▸ **文件片段**
本篇文章,「弁言」以外的部分已經發表於《安徽大學學報》2010年第5期;而撰述此文的目的,正為「紀念譚其驤師百年誕辰」。

1980年8月到1987年7月,在復旦大學歷史系與歷史地理研究所,我度過了七年的本科與碩士研究生求學歲月。本科階段,聽過譚師的幾次講座,作為會務人員參加過1982年9月在上海舉辦的「中國歷史地理學術討論會」,但印象中少有機會獲得譚師的親自指導。碩士研究生階段,這樣的機會多了起來,大體上,每個學期會有兩三次,與師兄弟們或者獨自一人到淮海中路1753號102室譚師的寓所,彙報學習情況、更多是聽譚師的指導或者聊天一兩個小時;拜訪的時間,總是選擇在下午三點以後,為了不打擾譚師的休息。1987年7月到南京大學任教後,與譚師有過幾次通信,就其中的學術問題言,主要是兩個方面,一是《中國歷史地圖集》第四冊的修訂[1],一是東晉南北朝雙頭州郡的討論[2]。尤其是關於雙頭州郡的討論,譚師竟然一直念念不忘,見面必詢我的觀點有無改變,惟我的興趣已經轉移、無有深入,所以逢問必訥於言……

譚師離開我們已近20年了,往事歷歷,並不如煙,況且我有寫日記的習慣,於是,譚師曾經的教導,便得以時時溫習,指我以方向,礪我之志氣!

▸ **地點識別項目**
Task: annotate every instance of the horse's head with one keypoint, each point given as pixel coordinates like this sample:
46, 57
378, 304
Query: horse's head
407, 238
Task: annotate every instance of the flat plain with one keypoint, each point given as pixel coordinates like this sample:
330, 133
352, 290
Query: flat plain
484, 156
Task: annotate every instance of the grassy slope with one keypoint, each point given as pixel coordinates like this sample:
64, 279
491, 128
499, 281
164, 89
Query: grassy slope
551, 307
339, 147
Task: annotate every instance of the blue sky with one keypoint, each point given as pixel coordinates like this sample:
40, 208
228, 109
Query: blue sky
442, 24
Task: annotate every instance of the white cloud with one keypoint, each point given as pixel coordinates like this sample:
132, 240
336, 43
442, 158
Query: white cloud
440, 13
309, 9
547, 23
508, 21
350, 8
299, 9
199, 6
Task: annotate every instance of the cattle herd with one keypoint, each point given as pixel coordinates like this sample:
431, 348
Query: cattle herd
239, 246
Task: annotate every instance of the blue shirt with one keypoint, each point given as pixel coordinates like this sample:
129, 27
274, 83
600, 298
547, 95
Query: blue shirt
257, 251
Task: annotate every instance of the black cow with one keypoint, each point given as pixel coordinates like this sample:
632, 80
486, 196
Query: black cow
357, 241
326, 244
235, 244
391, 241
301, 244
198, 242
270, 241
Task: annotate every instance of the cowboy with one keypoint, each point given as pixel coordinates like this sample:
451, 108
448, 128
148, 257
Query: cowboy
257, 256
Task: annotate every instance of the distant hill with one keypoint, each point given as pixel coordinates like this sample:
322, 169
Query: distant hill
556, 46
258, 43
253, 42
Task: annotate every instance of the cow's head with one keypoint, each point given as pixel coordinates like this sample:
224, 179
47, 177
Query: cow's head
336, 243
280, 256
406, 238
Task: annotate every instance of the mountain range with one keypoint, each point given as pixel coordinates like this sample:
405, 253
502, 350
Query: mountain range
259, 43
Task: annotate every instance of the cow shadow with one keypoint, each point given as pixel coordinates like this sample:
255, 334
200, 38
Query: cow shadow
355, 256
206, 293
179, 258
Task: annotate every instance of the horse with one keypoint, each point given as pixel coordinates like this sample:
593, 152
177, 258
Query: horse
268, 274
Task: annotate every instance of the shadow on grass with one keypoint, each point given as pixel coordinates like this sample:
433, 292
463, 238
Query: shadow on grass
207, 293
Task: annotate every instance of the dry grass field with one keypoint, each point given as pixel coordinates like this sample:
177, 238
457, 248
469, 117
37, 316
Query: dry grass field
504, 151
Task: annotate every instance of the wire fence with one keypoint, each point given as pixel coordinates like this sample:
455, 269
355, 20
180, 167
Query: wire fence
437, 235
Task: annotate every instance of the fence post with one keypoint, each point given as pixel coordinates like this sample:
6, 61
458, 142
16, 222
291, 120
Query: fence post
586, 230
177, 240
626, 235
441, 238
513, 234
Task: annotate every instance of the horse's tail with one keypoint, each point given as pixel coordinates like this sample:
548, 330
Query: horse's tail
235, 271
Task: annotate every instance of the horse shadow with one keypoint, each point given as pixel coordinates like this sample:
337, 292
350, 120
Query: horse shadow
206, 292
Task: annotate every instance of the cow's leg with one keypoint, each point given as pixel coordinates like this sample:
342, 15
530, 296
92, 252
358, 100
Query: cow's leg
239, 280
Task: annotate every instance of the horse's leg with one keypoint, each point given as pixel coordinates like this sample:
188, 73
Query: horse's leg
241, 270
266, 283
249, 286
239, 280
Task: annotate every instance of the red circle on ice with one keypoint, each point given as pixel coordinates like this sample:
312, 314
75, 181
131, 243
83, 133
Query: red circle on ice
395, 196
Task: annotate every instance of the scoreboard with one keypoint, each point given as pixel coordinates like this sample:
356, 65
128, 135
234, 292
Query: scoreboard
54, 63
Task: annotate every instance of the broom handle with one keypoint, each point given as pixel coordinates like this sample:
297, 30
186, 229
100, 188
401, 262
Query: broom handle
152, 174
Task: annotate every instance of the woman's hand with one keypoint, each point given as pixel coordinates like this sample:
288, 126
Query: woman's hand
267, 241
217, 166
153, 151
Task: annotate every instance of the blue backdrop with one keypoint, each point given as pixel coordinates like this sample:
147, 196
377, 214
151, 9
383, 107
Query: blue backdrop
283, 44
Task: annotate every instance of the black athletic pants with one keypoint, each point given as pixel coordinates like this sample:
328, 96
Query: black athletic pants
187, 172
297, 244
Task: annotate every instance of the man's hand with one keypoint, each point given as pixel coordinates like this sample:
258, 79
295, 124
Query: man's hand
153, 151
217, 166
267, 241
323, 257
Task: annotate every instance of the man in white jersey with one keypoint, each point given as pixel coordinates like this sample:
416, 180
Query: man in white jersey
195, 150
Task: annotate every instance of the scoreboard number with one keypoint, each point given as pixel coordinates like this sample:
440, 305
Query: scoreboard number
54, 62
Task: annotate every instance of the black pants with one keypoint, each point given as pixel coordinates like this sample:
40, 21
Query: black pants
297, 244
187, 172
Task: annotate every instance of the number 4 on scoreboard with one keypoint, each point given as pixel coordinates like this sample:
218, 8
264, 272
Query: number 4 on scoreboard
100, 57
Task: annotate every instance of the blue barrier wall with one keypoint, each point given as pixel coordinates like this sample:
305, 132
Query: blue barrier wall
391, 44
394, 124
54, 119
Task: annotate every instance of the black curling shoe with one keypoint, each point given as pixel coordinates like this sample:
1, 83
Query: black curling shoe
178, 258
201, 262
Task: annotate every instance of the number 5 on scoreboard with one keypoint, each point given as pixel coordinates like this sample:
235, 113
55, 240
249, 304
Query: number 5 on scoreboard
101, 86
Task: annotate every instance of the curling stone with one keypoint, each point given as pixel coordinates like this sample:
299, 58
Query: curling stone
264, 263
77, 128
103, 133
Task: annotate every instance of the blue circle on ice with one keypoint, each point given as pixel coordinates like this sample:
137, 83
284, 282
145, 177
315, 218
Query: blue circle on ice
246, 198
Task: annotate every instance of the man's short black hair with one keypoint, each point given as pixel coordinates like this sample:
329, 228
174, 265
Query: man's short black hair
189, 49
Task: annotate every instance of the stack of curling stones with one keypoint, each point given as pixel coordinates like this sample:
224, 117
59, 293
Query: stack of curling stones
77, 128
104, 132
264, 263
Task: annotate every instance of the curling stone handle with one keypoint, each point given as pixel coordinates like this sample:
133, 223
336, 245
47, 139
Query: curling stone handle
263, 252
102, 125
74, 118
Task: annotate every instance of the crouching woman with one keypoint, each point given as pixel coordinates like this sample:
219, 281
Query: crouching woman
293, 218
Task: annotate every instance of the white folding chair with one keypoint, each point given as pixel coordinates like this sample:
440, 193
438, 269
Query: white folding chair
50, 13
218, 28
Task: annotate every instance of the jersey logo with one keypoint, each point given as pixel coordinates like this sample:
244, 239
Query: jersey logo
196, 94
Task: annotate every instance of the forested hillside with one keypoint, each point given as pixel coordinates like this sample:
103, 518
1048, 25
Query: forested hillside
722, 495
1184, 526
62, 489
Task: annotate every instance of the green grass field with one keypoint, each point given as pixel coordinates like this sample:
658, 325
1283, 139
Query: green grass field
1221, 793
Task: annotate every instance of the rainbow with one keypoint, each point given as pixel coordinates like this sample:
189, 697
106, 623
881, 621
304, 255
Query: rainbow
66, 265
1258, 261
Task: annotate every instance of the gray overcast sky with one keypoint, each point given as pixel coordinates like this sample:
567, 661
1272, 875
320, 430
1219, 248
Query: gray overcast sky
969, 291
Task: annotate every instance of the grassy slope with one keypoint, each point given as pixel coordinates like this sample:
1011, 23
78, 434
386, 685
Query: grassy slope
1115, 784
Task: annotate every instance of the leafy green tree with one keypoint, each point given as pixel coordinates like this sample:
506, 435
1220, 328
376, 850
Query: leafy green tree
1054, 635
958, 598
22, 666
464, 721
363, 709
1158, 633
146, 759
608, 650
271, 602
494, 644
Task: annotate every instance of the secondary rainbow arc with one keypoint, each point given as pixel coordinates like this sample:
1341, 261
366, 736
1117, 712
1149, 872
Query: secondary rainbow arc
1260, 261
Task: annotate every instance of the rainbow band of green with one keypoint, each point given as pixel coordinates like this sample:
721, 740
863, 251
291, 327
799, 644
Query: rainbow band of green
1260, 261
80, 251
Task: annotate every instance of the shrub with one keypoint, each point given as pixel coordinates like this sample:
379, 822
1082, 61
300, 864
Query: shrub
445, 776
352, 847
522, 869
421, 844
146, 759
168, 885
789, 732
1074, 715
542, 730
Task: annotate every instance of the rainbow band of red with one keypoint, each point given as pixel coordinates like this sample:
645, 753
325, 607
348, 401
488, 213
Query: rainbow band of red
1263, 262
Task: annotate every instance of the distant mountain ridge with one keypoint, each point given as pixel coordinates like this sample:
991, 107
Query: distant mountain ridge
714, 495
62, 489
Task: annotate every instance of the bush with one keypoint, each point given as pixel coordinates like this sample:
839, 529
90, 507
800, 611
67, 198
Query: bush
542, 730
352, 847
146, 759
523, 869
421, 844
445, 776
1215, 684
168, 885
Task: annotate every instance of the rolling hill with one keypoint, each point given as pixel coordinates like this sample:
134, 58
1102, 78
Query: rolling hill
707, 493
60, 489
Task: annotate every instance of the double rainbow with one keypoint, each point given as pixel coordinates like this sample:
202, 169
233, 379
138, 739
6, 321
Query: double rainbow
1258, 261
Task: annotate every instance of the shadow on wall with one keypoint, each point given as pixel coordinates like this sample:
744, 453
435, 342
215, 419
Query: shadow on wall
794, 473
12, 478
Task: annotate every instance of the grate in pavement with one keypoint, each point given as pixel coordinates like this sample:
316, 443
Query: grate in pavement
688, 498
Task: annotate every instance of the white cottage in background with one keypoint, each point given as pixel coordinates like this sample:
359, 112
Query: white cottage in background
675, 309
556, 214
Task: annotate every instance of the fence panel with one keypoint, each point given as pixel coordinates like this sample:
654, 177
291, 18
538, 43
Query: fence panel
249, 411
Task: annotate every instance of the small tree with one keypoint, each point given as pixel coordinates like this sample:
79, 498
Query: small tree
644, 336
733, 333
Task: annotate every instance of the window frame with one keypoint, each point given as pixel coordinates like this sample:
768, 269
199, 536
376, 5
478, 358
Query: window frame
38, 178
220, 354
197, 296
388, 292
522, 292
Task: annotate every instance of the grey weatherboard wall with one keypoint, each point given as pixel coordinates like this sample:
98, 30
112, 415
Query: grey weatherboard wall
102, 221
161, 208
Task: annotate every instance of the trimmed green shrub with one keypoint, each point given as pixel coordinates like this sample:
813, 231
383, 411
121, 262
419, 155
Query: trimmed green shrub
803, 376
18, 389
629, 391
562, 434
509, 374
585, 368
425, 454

▸ **必做任務**
1. 請印出回憶譚其驤師那段文字中從「1980年8月到1987年7」起、到「習,指我以方向,礪我之志氣!」止的部分,一字不改。
2. 在回憶譚其驤師的那段文字裡,譚師的寓所位於哪裡?

▸ **練習結果**
1.
1980年8月到1987年7月,在復旦大學歷史系與歷史地理研究所,我度過了七年的本科與碩士研究生求學歲月。本科階段,聽過譚師的幾次講座,作為會務人員參加過1982年9月在上海舉辦的「中國歷史地理學術討論會」,但印象中少有機會獲得譚師的親自指導。碩士研究生階段,這樣的機會多了起來,大體上,每個學期會有兩三次,與師兄弟們或者獨自一人到淮海中路1753號102室譚師的寓所,彙報學習情況、更多是聽譚師的指導或者聊天一兩個小時;拜訪的時間,總是選擇在下午三點以後,為了不打擾譚師的休息。1987年7月到南京大學任教後,與譚師有過幾次通信,就其中的學術問題言,主要是兩個方面,一是《中國歷史地圖集》第四冊的修訂[1],一是東晉南北朝雙頭州郡的討論[2]。尤其是關於雙頭州郡的討論,譚師竟然一直念念不忘,見面必詢我的觀點有無改變,惟我的興趣已經轉移、無有深入,所以逢問必訥於言……

譚師離開我們已近20年了,往事歷歷,並不如煙,況且我有寫日記的習慣,於是,譚師曾經的教導,便得以時時溫習,指我以方向,礪我之志氣!

2. 淮海中路1753號102室。